PROBLEM DETAILS: A faithful transcription of all the data is required.

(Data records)
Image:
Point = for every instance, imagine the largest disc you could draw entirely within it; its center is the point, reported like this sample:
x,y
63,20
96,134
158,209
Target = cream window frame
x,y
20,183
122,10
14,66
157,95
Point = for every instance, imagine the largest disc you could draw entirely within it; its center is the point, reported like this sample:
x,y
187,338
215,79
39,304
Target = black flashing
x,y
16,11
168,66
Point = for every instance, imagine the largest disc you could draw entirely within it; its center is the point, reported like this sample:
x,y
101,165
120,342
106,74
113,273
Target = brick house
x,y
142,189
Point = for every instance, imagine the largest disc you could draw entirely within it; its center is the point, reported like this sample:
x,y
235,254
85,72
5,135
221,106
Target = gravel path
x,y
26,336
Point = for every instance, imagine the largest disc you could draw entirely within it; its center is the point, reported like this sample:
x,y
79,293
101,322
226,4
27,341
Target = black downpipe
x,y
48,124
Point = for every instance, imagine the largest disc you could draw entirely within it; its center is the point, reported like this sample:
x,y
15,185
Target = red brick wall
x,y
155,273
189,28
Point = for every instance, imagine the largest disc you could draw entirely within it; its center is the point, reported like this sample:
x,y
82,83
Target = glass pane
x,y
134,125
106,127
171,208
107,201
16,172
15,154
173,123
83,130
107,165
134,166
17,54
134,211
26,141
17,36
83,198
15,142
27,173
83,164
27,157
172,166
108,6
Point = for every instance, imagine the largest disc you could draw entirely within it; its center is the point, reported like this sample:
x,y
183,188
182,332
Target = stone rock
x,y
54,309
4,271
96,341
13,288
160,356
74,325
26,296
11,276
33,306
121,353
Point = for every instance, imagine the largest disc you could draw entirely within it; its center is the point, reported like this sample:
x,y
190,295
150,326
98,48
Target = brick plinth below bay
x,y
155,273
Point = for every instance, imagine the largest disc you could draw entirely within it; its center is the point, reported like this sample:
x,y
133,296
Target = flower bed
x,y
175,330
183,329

THE COMPLETED TASK:
Image:
Point = for every instance, imagine the largest disc you could draw entirely within it; its center is the point, reported like this sample:
x,y
63,20
96,134
158,209
Target = cream window frame
x,y
20,183
122,10
14,66
157,95
Point = for every instance, imagine the largest disc you could draw entirely within it; its center is the point, reported like this sample:
x,y
187,338
215,79
39,304
Target = black flashing
x,y
16,11
168,66
Point = for every instance, imagine the largest disc you could draw entirely within it; its center is the point, reported like this sample:
x,y
101,165
120,342
106,74
113,273
Target = brick house
x,y
142,189
Point = for every instance, imagine the largest disc you could draw entirely within it; its center is the point, reported like this sample:
x,y
235,254
85,72
5,135
221,106
Target = gravel path
x,y
26,336
Point = for every instance, imagine the largest disc you could draw entirely within it; its center is the point, reported like this sample:
x,y
79,293
101,322
226,4
27,341
Target = black downpipe
x,y
48,124
Point = for every instance, imagine the largest disc you could draw entirely within it; its center is the point, reported like this sample:
x,y
15,185
Target = red brick wall
x,y
155,273
189,28
Point = for every instance, imagine the largest disc you could draw entirely within it; its center is the point, reported like this sample:
x,y
82,83
Target = glass pane
x,y
134,125
106,127
171,208
107,201
16,172
15,154
173,123
83,130
107,165
134,166
17,54
134,211
26,141
17,36
83,198
15,142
27,173
83,164
27,157
172,166
108,6
Point = for every instance, imagine the largest disc you could draw entirely within it; its center is the point, reported like this sample:
x,y
183,188
182,332
Target = stone rock
x,y
54,309
4,271
96,341
13,288
160,356
74,325
26,296
11,276
33,306
121,353
Point = for every instance, imagine the largest disc you could draw entirely within it; its center is the point, reported like this sample:
x,y
190,295
150,326
98,48
Target = brick plinth below bay
x,y
155,273
Point = for every instance, imagine the largest disc you could draw entirely within it; its center is the point, reported like this sample:
x,y
133,296
Target = flower bed
x,y
175,330
183,329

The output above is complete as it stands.